• Trecho do documento:
O telefone é uma janela aberta para o infinito

Eu sou do tempo em que as geladeiras eram brancas e os telefones eram pretos, escreveu Rubem Braga. Desde então, há o mistério: por que os telefones sempre funcionaram mal neste país? Já escrevi sobre isso quatro anos atrás. Veio a privatização das teles, veio o escândalo das "fitas", veio a carequinha do Carlos Jereissati, veio a Telemar, veio o colapso das discagens DDD e, passada a onda, concluo: continua a saga das discagens fracassadas e, no plano interestadual, pioraram os serviços.
Ligar para São Paulo é uma aventura incerta. Do Rio, 21 e 31 não competem -se igualam em discagens fracassadas. Ligação internacional são de oito a dez tentativas. Telefonar ainda é uma janela aberta para o infinito, dizia Nelson Rodrigues. Por isso, devo repetir a lista de meus conselhos aos discadores de hoje, eu, emérito sofredor desde os remotos tempos do "trote", quando se gastava uma linha para perguntar: "Penico de barro dá ferrugem?"
Saiba, antes de tudo, que as linhas telefônicas têm um comportamento humano (e neurótico). Para domá-las é preciso compreensão e carinho, sendo necessária, às vezes, um pouco de energia, sem exageros que possam levar até a destruição do aparelho, aos gritos de "não aguento mais, canalhas!" Eu mesmo já esmigalhei um "sem-fio" branco, novinho, sapateando em cima dele como uma bailarina espanhola. Foi das mais deliciosas vinganças de minha vida...
No Rio, as linhas são como mulheres difíceis; nunca "dão" de primeira. São coquetes, histéricas. Você liga, não "completa", e aí começa a sofrer como diante de uma Carmen.
E existe um fenômeno que eu batizei de "processo de impregnação progressiva". É o seguinte: só se consegue a ligação na terceira tentativa. Por que três vezes? Ninguém sabe. Mas é o processo da "impregnação". É como um espermatozóide fecundando um óvulo, uma idéia se formando no sistema nervoso. Tudo depende de seu jeitinho, de seu afeto ao ligar. A primeira tentativa é, digamos, um "flirt". A segunda, uma quebra de gelo na relação homem-máquina. Só na terceira discada se dará o contato. Se bem que, mesmo completada a ligação, isso não garante que atingirás o contato com teu amigo, teu amante ou teu "miché", oh admirável estrangeiro! Provavelmente, será "engano". Pode-se ligar para a própria mãe, e atender um crioulo em Bonsucesso, não por um deslize dos dedos, mas por enigmas elétricos no coração das trevas.

• Dados apresentados:
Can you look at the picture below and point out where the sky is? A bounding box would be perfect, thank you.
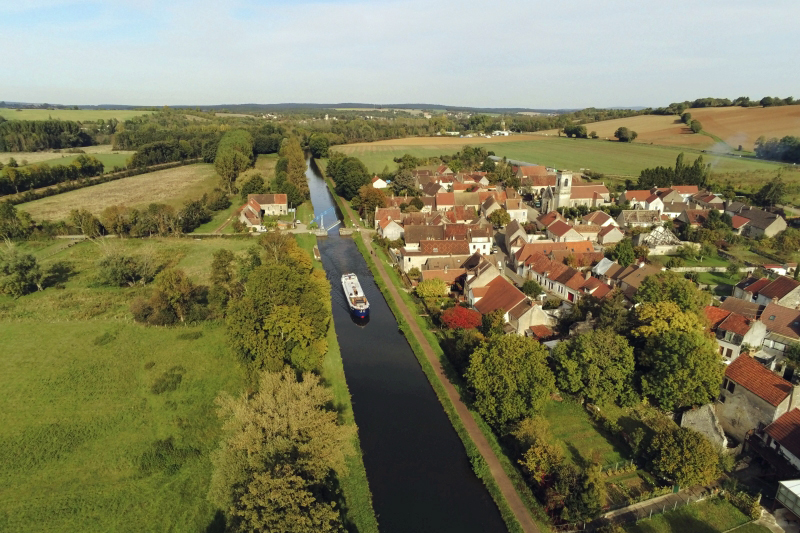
[0,0,800,109]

• Exercício A: Reproduza fielmente a parte do texto sobre os telefones que começa nas palavras "Ligar para São" e termina depois de "de minha vida...".
• Exercício B: No texto sobre os telefones, em qual tentativa se consegue a ligação segundo o "processo de impregnação progressiva"?

• Resposta completa A:
Ligar para São Paulo é uma aventura incerta. Do Rio, 21 e 31 não competem -se igualam em discagens fracassadas. Ligação internacional são de oito a dez tentativas. Telefonar ainda é uma janela aberta para o infinito, dizia Nelson Rodrigues. Por isso, devo repetir a lista de meus conselhos aos discadores de hoje, eu, emérito sofredor desde os remotos tempos do "trote", quando se gastava uma linha para perguntar: "Penico de barro dá ferrugem?"
Saiba, antes de tudo, que as linhas telefônicas têm um comportamento humano (e neurótico). Para domá-las é preciso compreensão e carinho, sendo necessária, às vezes, um pouco de energia, sem exageros que possam levar até a destruição do aparelho, aos gritos de "não aguento mais, canalhas!" Eu mesmo já esmigalhei um "sem-fio" branco, novinho, sapateando em cima dele como uma bailarina espanhola. Foi das mais deliciosas vinganças de minha vida...

• Resposta completa B: Só na terceira tentativa.